(Natural language region descriptions)
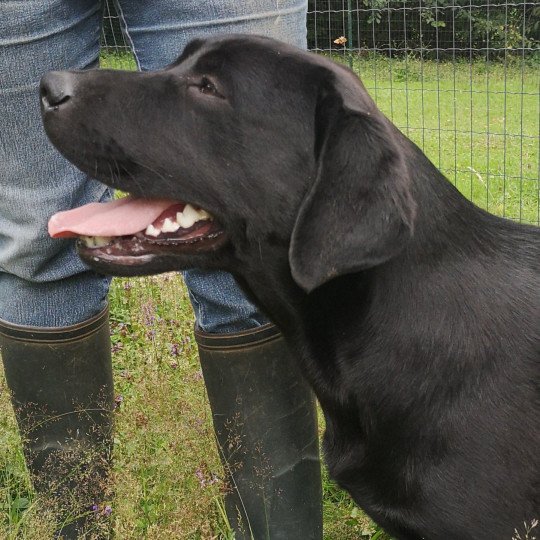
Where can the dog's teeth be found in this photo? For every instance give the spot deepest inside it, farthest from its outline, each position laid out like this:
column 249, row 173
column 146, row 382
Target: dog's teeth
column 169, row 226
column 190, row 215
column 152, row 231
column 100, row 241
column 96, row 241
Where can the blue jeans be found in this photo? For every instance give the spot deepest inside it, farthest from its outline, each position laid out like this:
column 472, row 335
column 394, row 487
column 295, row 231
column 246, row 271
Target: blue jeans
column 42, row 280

• [WHAT NEEDS TO BE DONE]:
The line containing "column 249, row 173" and every line after it, through the last one above, should be written out word for word.

• [RESPONSE BELOW]:
column 249, row 173
column 146, row 382
Target: dog's teeth
column 169, row 226
column 190, row 215
column 152, row 231
column 100, row 241
column 96, row 241
Where can the blue jeans be found in this photo? For every instance give the spot deepest inside it, farthest from its outline, each position laid out like this:
column 472, row 335
column 394, row 487
column 295, row 231
column 246, row 271
Target: blue jeans
column 42, row 280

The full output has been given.